PROVIDED MATERIAL -
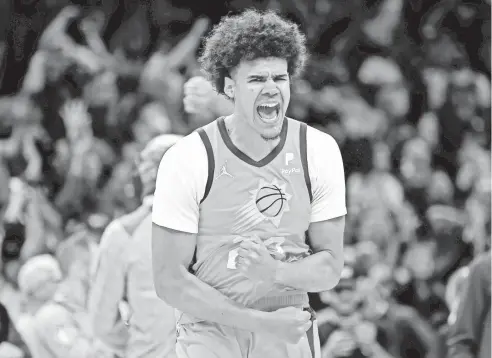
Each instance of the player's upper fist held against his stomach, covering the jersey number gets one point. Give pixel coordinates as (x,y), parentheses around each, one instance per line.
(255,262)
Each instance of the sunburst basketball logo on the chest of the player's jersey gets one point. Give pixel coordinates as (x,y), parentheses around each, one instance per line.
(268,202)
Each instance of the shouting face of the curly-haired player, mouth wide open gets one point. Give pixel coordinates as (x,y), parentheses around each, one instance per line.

* * *

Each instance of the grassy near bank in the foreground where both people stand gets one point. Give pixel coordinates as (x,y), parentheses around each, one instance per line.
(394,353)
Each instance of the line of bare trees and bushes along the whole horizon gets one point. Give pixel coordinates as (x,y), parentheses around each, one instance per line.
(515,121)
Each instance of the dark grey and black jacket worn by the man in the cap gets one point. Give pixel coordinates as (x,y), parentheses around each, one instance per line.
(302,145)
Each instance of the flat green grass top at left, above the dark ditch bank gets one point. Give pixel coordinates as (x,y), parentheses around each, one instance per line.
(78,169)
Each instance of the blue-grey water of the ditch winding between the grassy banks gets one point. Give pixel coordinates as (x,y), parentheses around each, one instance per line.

TASK STATEMENT - Out of the material above, output word for word the line with "Each instance of the player's", the line with "Each instance of the shouting", and all lines between them, with nothing else.

SOLUTION FOR THIS PROBLEM -
Each instance of the player's upper fist held against his stomach, covering the jersey number gets one point. Give pixel coordinates as (x,y), parentheses around each, one instance per line.
(255,262)
Each instance of the sunburst basketball logo on the chest of the player's jersey gets one point. Give pixel coordinates as (x,y), parentheses around each, one instance per line.
(268,202)
Each instance of the shouting face of the curly-haired player, mouth wide open gets one point. Give pixel coordinates as (x,y), parentheses around each, one instance per line.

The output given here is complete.